PROVIDED TEXT:
• • • •

This kind of comparison for information is also common in ITU-T as it gives
some useful information on the actual codec quality on top of the necessary
results to check the initial requirements.
Best regards,
David

-----Original Message-----
From: codec-***@ietf.org [mailto:codec-***@ietf.org] On Behalf Of
Jean-Marc Valin
Sent: vendredi 15 avril 2011 12:42
To: Koen Vos
Cc: ***@ietf.org
Subject: Re: [codec] draft test and processing plan for the IETF Codec

Koen,

The point I was making in the earlier email and that Cullen has stated
earlier is that we don't even need *any* BT or NWT requirements in this
document. It will be up to the WG individual participants to decide for
themselves whether they think it's good to publish Opus, based on the
information available at the time they make the decision. So Anisse's
test plan proposal is meant to "gather useful data", not decide on
whether to publish.

Jean-Marc

are close to transparent. To show significance in that case you'd need a
vast number of listeners, which makes a test more cumbersome to perform.

Post by Koen Vos
best,
koen.
----- Original Message -----
Sent: Thursday, April 14, 2011 9:49:58 PM
Subject: Re: [codec] draft test and processing plan for the IETF Codec
1) For narrowband Speex, the rates currently listed are 8, 12, 16 kb/s.
Those should be changed to 8, 11, 15 kb/s to match the actual Speex
bitrates.
2) For iLBC, the rates currently listed are 8, 12, 16 kb/s. I think we
should only use 15.2 kb/s for iLBC. There's another rate, which is 13.33
kb/s but that's for 30 ms frames so it's not very interesting.
3) For Speex wideband, the rates currently listed are 12, 24, 32 kb/s. I
think Speex wideband around 12 kb/s is just crap. Worth testing would be
20.6 and 27.8 kb/s.
4) For super-wideband Speex, I recommend just dumping that. This Speex
mode was a mistake right from the start and usually has worse quality
than wideband Speex.
Regarding super-wideband, one thing to keep in mind is that Opus defines
super-wideband as having a 12 kHz audio bandwidth (24 kHz sampling
rate). This makes comparisons with other codecs more difficult. The
rates currently listed for super-wideband are 24, 32, 64 kb/s. I
recommend running 24 kb/s in super-wideband and running 32 and 64 kb/s
in fullband mode (even if the input is a 32 kHz signal).
For the very low delay tests (10 ms frame size), I think all the listed
rates should be using fullband mode except the 32 kb/s.
That's it for now. Any thoughts?
Jean-Marc

Post by Anisse Taleb
Hi,
Please find attached a first draft of a test plan of the IETF codec
(Opus).
The proposal does not claim to be complete, there are still many
missing things, e.g. tandeming cases, tests with delay jitter, dtx
etc. Consider it as a starting point for discussion where everyone is
welcome to contribute in a constructive manner. Further updates are
planned, but let's see first some initial comments.
The attachment is a pdf version, please let me know if you would like
to see another format and I would be glad to oblige.
Comments and additions are welcome!

• • • •

MATERIAL PROVIDED:
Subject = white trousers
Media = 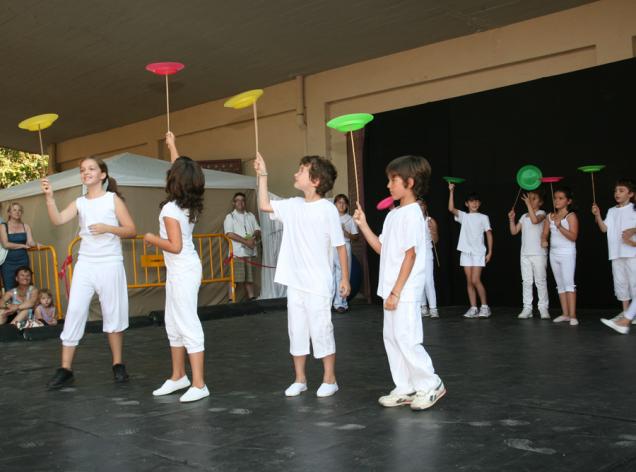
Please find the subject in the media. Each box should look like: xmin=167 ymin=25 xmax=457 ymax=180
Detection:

• • • •

WHAT YOU WILL DO:
a) According to the codec thread, why should super-wideband Speex be dropped from the test plan? Answer in one to three sentences.
b) From the codec thread, return the passage that begins with the words containing "For the very" and ends with "now. Any thoughts?".

SOLUTIONS TO EACH TASK:
a) Super-wideband Speex should be dropped because that mode was a mistake from the start. It usually has worse quality than wideband Speex.

b)
For the very low delay tests (10 ms frame size), I think all the listed
rates should be using fullband mode except the 32 kb/s.
That's it for now. Any thoughts?